» Given passage
※

# Southern California to Costa Rica



## gjreed (May 21, 2008)

Hey, in May me and my crew are planning to head south from San Diego in a 29' cascade. We're planning to stay coastal the whole route as one of the objectives is getting surf sessions in daily or at least bi-daily. Anyone ever done this trip that has advise? 
How long did you take? What sort of cash did you bring, what rig did you run?

Any advice would be nice, were just starting to plan this out, while redoing her from engine to top of the stick... so still lots of work to be done and plans to be made!

Thanks garrett


----------



## TSOJOURNER (Dec 16, 1999)

That would be the start of hurricane season, unfortunately. Lot's of info on that trip at the baha-haha.com site, as well as the southbound cruisers group on yahoo. SSCA also has some information, and if you join they give you access to a central american cruising guide put together recently by a couple slowly cruising down that area (S/V Sarana).


----------



## TSOJOURNER (Dec 16, 1999)

And you certainly should read the EXTENSIVE blog of Liz Clark and her boat "Swell" at :WetSand.com > Liz Clark Swell Voyage

If that long link doesn't work, just go to wetsand.com/greenroom and look for Liz Clark.


----------



## sailingdog (Mar 19, 2006)

Liz is cute too.


----------

※

» Supplied data

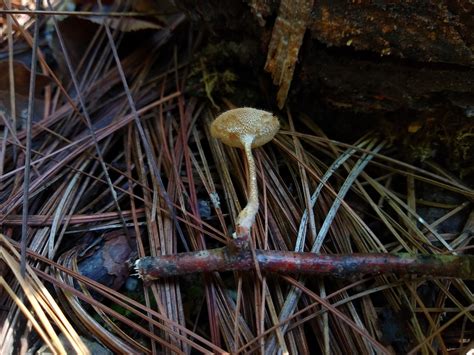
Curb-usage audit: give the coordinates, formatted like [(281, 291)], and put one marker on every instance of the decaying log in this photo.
[(285, 262)]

※

» Requirement
Can you reproduce the entire Southern California to Costa Rica thread above, word for word?

» Full answer
# Southern California to Costa Rica



## gjreed (May 21, 2008)

Hey, in May me and my crew are planning to head south from San Diego in a 29' cascade. We're planning to stay coastal the whole route as one of the objectives is getting surf sessions in daily or at least bi-daily. Anyone ever done this trip that has advise? 
How long did you take? What sort of cash did you bring, what rig did you run?

Any advice would be nice, were just starting to plan this out, while redoing her from engine to top of the stick... so still lots of work to be done and plans to be made!

Thanks garrett


----------



## TSOJOURNER (Dec 16, 1999)

That would be the start of hurricane season, unfortunately. Lot's of info on that trip at the baha-haha.com site, as well as the southbound cruisers group on yahoo. SSCA also has some information, and if you join they give you access to a central american cruising guide put together recently by a couple slowly cruising down that area (S/V Sarana).


----------



## TSOJOURNER (Dec 16, 1999)

And you certainly should read the EXTENSIVE blog of Liz Clark and her boat "Swell" at :WetSand.com > Liz Clark Swell Voyage

If that long link doesn't work, just go to wetsand.com/greenroom and look for Liz Clark.


----------



## sailingdog (Mar 19, 2006)

Liz is cute too.


----------